GIVEN REQUEST:
Update the material below by changing "Could you please mark" to "Please outline" in every record, keeping everything else the same. Omit the pictures from your answer.

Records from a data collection
################
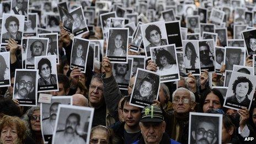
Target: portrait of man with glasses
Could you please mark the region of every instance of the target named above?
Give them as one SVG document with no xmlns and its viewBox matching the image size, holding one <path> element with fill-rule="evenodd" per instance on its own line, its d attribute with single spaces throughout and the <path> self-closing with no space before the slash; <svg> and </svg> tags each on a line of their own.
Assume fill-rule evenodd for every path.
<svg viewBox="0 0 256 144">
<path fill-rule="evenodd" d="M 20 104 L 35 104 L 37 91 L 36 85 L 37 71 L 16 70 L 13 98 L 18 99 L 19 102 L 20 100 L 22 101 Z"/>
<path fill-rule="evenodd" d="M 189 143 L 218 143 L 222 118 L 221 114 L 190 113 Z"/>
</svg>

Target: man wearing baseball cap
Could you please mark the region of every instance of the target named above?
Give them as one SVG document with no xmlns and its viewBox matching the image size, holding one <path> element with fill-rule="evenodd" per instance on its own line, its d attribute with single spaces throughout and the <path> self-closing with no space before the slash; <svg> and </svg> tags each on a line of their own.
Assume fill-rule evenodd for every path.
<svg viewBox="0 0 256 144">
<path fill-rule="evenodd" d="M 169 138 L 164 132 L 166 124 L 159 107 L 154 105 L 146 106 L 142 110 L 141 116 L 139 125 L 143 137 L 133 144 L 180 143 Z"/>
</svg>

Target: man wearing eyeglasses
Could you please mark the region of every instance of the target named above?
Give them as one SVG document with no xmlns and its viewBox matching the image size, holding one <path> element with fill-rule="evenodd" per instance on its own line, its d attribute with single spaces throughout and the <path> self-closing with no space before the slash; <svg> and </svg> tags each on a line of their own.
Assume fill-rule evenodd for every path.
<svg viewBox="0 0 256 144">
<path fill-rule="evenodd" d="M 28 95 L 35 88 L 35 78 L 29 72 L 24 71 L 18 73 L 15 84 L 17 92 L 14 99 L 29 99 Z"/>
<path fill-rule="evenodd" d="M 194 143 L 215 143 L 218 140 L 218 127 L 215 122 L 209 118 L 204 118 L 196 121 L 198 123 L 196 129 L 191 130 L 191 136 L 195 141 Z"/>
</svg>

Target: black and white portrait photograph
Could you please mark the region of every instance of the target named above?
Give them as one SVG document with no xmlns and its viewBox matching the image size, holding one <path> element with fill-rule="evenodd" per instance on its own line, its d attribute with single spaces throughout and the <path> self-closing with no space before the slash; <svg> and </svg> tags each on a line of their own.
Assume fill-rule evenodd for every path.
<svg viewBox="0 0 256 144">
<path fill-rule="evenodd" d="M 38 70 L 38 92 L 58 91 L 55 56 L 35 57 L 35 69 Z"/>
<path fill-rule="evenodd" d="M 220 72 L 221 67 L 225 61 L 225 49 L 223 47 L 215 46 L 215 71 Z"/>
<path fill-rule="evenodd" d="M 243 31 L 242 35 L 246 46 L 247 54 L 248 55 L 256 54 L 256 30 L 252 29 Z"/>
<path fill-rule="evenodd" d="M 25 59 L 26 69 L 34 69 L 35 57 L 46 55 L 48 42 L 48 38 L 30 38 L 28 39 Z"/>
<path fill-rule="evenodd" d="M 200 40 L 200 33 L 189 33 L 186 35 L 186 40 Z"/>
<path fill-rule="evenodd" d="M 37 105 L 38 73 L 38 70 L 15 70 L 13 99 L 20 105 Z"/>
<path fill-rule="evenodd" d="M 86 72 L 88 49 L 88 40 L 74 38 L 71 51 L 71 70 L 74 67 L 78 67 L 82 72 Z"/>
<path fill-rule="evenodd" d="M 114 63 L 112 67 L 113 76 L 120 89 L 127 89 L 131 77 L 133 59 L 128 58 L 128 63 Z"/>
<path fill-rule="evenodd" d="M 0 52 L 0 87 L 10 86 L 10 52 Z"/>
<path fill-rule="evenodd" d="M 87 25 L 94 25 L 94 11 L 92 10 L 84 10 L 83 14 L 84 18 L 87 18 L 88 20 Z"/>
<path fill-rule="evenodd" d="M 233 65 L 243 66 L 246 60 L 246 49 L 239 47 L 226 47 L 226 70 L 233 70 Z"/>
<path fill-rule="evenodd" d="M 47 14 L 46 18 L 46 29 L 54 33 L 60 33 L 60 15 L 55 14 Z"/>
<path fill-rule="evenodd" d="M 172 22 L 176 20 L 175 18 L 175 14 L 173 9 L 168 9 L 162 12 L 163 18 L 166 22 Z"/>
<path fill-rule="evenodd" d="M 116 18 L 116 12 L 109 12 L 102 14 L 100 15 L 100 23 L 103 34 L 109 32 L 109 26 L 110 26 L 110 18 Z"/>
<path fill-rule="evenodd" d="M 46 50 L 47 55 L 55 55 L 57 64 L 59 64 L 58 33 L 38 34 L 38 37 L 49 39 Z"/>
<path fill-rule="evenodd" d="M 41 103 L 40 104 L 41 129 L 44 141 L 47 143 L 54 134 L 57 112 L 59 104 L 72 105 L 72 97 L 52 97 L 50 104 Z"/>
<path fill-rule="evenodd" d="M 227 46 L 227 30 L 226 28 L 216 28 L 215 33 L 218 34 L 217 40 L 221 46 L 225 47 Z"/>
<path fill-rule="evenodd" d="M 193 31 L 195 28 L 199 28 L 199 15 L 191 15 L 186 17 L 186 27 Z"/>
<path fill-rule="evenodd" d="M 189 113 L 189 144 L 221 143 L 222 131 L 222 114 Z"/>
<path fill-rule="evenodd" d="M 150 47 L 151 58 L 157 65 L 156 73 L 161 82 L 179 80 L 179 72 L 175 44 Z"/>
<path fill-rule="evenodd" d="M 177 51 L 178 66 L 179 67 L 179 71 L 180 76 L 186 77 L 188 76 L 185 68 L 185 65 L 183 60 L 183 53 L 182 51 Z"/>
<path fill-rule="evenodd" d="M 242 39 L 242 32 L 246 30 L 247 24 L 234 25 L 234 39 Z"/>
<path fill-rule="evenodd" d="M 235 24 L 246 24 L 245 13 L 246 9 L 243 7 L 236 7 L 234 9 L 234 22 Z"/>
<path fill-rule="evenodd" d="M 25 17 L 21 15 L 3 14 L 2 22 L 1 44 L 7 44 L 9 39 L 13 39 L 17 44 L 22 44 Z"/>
################
RESULT BELOW:
Target: portrait of man with glasses
Please outline the region of every instance of the target named above?
Give them as one SVG document with no xmlns and its viewBox matching the image size, holding one <path> element with fill-rule="evenodd" per instance on its own line, its d attribute with single spaces throughout and the <path> self-closing with no space before the slash; <svg> and </svg> tags each on a line of their own.
Assume fill-rule evenodd for every path.
<svg viewBox="0 0 256 144">
<path fill-rule="evenodd" d="M 20 104 L 35 104 L 37 91 L 36 85 L 37 71 L 16 70 L 13 98 L 18 99 L 19 102 L 20 100 L 22 101 Z"/>
<path fill-rule="evenodd" d="M 189 143 L 218 143 L 222 118 L 221 114 L 190 113 Z"/>
</svg>

Target: man wearing baseball cap
Please outline the region of every instance of the target named above?
Give them as one SVG document with no xmlns and its viewBox matching the image size, holding one <path> element with fill-rule="evenodd" per instance on its own line, its d attribute with single spaces throughout and the <path> self-closing with no space before the slash; <svg> and </svg> tags each on a line of their own.
Assume fill-rule evenodd for every path.
<svg viewBox="0 0 256 144">
<path fill-rule="evenodd" d="M 169 138 L 164 132 L 166 124 L 159 107 L 154 105 L 146 106 L 142 110 L 141 116 L 139 125 L 143 137 L 133 144 L 180 143 Z"/>
</svg>

Target: man wearing eyeglasses
Please outline the region of every instance of the target named above?
Give them as one SVG document with no xmlns and its viewBox matching the image size, holding one <path> element with fill-rule="evenodd" per instance on its own line, its d attribute with single spaces throughout and the <path> self-closing with no space before the slash; <svg> and </svg> tags each on a line of their own.
Assume fill-rule evenodd for every path.
<svg viewBox="0 0 256 144">
<path fill-rule="evenodd" d="M 28 95 L 35 88 L 35 78 L 29 72 L 24 71 L 18 73 L 15 84 L 17 92 L 14 99 L 29 99 Z"/>
<path fill-rule="evenodd" d="M 194 143 L 215 143 L 218 140 L 218 127 L 215 122 L 209 118 L 204 118 L 196 121 L 198 123 L 196 129 L 191 130 L 191 136 L 195 141 Z"/>
</svg>

Target: black and white portrait photograph
Please outline the region of every instance of the target named above?
Give them as one SVG document with no xmlns and its viewBox matching the image size, holding one <path> element with fill-rule="evenodd" per instance on its own line, its d attribute with single spaces throughout and the <path> self-closing with no space before the slash; <svg> and </svg> tags each on a line of their own.
Assume fill-rule evenodd for every path.
<svg viewBox="0 0 256 144">
<path fill-rule="evenodd" d="M 38 70 L 38 92 L 58 91 L 55 56 L 35 57 L 35 69 Z"/>
<path fill-rule="evenodd" d="M 220 72 L 221 67 L 225 61 L 225 49 L 223 47 L 215 46 L 215 71 Z"/>
<path fill-rule="evenodd" d="M 243 31 L 242 35 L 246 46 L 247 54 L 248 55 L 256 54 L 256 30 L 252 29 Z"/>
<path fill-rule="evenodd" d="M 25 59 L 26 69 L 34 69 L 35 57 L 46 55 L 48 42 L 48 38 L 30 38 L 28 39 Z"/>
<path fill-rule="evenodd" d="M 200 40 L 200 33 L 189 33 L 186 35 L 186 40 Z"/>
<path fill-rule="evenodd" d="M 37 105 L 38 73 L 38 70 L 15 70 L 13 99 L 20 105 Z"/>
<path fill-rule="evenodd" d="M 86 72 L 88 49 L 88 40 L 74 38 L 71 51 L 71 70 L 74 67 L 78 67 L 82 72 Z"/>
<path fill-rule="evenodd" d="M 114 63 L 112 67 L 113 76 L 120 89 L 127 89 L 131 77 L 133 59 L 128 58 L 128 63 Z"/>
<path fill-rule="evenodd" d="M 0 52 L 0 87 L 10 86 L 10 52 Z"/>
<path fill-rule="evenodd" d="M 87 25 L 94 25 L 94 11 L 92 10 L 84 10 L 83 14 L 84 18 L 87 18 L 88 20 Z"/>
<path fill-rule="evenodd" d="M 233 65 L 243 66 L 246 60 L 246 49 L 239 47 L 226 47 L 226 70 L 233 70 Z"/>
<path fill-rule="evenodd" d="M 47 14 L 46 18 L 46 29 L 54 33 L 60 33 L 60 15 L 55 14 Z"/>
<path fill-rule="evenodd" d="M 172 22 L 176 20 L 175 18 L 175 14 L 173 9 L 168 9 L 162 12 L 163 18 L 166 22 Z"/>
<path fill-rule="evenodd" d="M 116 18 L 116 12 L 109 12 L 102 14 L 100 15 L 100 23 L 103 34 L 109 32 L 109 26 L 110 26 L 110 18 Z"/>
<path fill-rule="evenodd" d="M 46 50 L 47 55 L 55 55 L 57 64 L 59 64 L 58 33 L 38 34 L 38 37 L 49 39 Z"/>
<path fill-rule="evenodd" d="M 41 103 L 40 104 L 41 129 L 44 141 L 47 143 L 54 134 L 57 112 L 59 104 L 72 105 L 72 97 L 52 97 L 50 104 Z"/>
<path fill-rule="evenodd" d="M 227 46 L 227 30 L 226 28 L 216 28 L 215 33 L 218 34 L 217 40 L 221 46 L 225 47 Z"/>
<path fill-rule="evenodd" d="M 193 31 L 195 28 L 199 28 L 199 15 L 191 15 L 186 17 L 186 27 Z"/>
<path fill-rule="evenodd" d="M 189 113 L 189 144 L 221 143 L 222 131 L 222 114 Z"/>
<path fill-rule="evenodd" d="M 150 47 L 151 58 L 157 65 L 156 73 L 161 82 L 179 80 L 179 72 L 175 44 Z"/>
<path fill-rule="evenodd" d="M 177 51 L 178 66 L 179 67 L 179 71 L 180 76 L 186 77 L 188 76 L 185 68 L 185 65 L 183 60 L 183 53 L 182 51 Z"/>
<path fill-rule="evenodd" d="M 242 39 L 242 32 L 246 30 L 247 24 L 234 25 L 234 39 Z"/>
<path fill-rule="evenodd" d="M 235 24 L 246 24 L 245 13 L 246 9 L 243 7 L 236 7 L 234 9 L 234 22 Z"/>
<path fill-rule="evenodd" d="M 25 17 L 21 15 L 3 14 L 2 22 L 1 44 L 7 44 L 9 39 L 13 39 L 17 44 L 22 44 Z"/>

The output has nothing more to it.